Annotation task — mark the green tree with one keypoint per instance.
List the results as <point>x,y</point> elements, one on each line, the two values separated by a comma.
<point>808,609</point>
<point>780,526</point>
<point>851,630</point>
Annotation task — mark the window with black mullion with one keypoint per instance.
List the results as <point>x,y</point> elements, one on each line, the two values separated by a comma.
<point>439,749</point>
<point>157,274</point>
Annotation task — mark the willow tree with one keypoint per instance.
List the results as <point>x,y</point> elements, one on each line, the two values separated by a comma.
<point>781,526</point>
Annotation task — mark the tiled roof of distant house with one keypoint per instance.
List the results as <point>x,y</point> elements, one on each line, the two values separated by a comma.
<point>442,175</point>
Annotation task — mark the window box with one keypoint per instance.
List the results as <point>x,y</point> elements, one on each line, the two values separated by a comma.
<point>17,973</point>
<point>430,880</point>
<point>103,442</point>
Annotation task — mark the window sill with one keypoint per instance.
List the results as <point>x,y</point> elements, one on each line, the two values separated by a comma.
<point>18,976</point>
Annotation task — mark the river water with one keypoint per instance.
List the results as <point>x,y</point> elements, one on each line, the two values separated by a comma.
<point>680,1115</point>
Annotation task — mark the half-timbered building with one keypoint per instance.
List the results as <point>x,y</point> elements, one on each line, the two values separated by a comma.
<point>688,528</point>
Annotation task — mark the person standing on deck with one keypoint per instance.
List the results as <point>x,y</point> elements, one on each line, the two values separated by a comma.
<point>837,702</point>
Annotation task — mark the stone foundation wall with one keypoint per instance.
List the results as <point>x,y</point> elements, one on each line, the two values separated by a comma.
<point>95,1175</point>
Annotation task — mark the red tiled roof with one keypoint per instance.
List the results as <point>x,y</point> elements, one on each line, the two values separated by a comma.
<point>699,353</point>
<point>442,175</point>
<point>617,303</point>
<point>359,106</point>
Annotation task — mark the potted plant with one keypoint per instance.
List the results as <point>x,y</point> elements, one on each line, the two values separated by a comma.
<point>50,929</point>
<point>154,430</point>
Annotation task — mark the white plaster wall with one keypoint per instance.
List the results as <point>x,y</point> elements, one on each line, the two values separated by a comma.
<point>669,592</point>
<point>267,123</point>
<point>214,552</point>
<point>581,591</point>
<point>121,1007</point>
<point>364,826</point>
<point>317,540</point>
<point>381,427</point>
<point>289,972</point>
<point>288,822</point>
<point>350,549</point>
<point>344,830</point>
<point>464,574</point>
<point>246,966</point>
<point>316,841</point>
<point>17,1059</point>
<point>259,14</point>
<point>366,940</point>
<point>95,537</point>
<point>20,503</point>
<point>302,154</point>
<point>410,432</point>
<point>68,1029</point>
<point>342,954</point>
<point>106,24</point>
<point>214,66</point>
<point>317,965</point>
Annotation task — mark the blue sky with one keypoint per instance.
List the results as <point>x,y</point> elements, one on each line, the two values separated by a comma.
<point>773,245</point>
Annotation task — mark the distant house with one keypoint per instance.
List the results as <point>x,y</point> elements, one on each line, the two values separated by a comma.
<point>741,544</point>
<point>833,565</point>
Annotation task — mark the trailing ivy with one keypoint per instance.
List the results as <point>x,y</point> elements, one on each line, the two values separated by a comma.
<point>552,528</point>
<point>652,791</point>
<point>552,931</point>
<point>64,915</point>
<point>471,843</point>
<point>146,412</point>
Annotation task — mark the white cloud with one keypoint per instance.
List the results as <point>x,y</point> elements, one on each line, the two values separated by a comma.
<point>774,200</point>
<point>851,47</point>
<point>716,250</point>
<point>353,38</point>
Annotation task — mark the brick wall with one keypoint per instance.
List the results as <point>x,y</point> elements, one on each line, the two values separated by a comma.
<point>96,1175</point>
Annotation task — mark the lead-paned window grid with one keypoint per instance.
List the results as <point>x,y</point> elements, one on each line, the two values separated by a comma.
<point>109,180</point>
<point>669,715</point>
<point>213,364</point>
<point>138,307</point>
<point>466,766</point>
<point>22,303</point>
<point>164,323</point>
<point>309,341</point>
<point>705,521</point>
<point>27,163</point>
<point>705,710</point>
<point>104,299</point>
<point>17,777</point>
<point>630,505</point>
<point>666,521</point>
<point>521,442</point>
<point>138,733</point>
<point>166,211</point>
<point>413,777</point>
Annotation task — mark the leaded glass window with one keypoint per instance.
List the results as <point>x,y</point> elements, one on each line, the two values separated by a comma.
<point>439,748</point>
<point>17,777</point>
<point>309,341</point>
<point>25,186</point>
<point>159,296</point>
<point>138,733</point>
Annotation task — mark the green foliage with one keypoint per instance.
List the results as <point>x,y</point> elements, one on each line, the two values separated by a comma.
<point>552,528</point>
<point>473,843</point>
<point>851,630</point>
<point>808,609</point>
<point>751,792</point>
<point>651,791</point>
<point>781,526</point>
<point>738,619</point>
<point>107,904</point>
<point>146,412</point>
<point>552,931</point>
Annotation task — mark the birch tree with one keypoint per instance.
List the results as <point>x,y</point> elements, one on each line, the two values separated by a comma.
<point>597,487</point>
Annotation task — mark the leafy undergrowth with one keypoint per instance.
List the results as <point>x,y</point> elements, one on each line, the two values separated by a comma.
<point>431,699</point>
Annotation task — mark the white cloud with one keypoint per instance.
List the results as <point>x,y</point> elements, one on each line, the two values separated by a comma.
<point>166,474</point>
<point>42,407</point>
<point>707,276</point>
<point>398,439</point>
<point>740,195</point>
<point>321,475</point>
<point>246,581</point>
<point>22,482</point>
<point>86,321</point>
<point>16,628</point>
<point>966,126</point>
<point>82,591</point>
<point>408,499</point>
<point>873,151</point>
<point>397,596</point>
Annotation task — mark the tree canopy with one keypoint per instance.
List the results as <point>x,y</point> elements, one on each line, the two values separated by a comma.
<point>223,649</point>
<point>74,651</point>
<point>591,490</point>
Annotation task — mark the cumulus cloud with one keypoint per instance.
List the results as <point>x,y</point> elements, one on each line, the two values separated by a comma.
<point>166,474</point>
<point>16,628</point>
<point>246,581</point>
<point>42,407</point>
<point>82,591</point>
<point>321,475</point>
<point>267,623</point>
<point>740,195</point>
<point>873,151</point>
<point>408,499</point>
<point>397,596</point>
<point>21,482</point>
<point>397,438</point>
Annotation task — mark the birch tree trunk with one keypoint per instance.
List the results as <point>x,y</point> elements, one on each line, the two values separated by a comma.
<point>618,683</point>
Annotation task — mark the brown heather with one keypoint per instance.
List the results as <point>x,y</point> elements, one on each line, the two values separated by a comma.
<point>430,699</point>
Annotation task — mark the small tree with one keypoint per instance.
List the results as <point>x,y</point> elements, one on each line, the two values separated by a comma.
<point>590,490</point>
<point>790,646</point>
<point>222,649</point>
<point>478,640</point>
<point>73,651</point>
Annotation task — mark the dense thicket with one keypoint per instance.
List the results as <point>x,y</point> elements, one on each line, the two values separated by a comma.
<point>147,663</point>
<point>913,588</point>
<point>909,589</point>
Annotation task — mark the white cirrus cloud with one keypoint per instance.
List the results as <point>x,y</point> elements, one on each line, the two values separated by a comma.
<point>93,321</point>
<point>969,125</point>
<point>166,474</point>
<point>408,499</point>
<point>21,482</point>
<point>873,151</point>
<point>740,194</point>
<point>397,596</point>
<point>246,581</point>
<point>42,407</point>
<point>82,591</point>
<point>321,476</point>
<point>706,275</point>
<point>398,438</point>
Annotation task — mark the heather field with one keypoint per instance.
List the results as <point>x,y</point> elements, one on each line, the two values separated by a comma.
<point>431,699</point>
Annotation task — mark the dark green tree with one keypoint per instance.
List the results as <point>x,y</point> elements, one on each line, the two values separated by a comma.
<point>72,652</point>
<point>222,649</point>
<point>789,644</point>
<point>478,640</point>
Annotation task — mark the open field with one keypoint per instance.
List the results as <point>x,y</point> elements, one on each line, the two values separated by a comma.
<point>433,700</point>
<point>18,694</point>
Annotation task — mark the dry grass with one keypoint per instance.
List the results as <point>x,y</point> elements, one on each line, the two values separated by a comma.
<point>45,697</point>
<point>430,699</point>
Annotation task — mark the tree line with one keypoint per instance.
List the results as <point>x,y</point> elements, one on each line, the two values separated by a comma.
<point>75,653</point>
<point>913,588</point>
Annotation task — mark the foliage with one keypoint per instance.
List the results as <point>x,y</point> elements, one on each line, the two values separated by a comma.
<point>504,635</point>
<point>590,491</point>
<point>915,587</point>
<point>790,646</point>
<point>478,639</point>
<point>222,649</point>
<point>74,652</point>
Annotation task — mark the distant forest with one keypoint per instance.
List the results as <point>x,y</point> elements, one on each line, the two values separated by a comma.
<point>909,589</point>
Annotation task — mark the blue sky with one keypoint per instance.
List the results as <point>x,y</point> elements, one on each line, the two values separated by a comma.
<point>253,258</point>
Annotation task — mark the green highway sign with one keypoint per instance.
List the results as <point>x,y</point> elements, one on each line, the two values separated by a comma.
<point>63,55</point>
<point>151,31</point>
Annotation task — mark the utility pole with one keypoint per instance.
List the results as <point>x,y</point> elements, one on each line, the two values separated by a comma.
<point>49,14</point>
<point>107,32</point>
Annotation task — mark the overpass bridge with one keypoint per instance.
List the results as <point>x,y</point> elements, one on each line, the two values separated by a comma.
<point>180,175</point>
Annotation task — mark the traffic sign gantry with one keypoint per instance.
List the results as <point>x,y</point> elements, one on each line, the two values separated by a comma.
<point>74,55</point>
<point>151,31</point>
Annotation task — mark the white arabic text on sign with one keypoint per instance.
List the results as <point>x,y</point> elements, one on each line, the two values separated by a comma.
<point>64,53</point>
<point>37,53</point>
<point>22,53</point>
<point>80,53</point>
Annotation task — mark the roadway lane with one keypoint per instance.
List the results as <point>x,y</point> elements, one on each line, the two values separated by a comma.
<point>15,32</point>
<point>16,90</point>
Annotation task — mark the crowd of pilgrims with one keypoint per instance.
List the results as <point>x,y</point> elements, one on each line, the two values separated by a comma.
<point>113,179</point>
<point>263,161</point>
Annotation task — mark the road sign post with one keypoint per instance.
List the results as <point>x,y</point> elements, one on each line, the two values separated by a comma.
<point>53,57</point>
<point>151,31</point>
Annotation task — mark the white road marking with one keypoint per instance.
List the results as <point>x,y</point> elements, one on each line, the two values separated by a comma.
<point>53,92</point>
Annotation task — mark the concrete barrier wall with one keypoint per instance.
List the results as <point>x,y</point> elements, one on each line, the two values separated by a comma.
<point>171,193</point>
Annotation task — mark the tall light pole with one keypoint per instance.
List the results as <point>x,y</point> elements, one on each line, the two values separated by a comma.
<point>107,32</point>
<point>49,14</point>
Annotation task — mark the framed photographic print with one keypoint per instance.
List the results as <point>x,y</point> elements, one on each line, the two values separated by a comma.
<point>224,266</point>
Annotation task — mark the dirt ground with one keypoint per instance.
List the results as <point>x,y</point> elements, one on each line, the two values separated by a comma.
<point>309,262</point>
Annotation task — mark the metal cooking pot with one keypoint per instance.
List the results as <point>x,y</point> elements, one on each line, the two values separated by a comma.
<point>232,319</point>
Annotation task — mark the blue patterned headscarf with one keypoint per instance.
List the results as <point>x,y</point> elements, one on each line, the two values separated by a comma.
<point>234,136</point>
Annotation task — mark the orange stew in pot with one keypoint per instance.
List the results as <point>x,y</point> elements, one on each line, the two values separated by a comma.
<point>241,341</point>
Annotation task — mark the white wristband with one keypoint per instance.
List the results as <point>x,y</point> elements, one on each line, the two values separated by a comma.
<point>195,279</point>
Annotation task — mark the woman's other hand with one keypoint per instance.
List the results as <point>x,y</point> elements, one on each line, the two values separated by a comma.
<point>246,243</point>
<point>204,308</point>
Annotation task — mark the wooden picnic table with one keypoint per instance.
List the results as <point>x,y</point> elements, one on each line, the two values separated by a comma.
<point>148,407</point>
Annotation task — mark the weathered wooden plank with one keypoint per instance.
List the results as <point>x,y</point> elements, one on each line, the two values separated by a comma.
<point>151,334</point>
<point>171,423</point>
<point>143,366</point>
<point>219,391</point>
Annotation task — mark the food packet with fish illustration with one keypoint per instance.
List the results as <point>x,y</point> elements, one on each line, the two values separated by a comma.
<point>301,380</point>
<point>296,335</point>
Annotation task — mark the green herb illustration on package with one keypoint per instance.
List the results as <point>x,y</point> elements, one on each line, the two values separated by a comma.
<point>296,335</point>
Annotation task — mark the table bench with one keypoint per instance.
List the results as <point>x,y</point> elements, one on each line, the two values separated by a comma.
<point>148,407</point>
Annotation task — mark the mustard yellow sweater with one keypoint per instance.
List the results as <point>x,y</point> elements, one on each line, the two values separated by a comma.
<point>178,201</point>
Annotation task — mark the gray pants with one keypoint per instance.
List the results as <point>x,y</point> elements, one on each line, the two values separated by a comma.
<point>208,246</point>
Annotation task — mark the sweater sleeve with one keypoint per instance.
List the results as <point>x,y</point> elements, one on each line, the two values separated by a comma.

○ ○ ○

Return the line that contains "Annotation task — mark the mustard" along with every line after it through the end of the entries, exactly, adding nothing.

Annotation task — mark the mustard yellow sweater with one keypoint per instance.
List the results as <point>x,y</point> elements, one on each line, the two values separated by a comma.
<point>178,201</point>
Annotation task — mark the gray pants with one keypoint per instance.
List the results as <point>x,y</point> elements, one on each line, the two values separated by a comma.
<point>208,246</point>
Annotation task — mark the sweater sleeve with one keypoint per instance.
List the results as <point>x,y</point> elements, one on each line, the two values separated by a comma.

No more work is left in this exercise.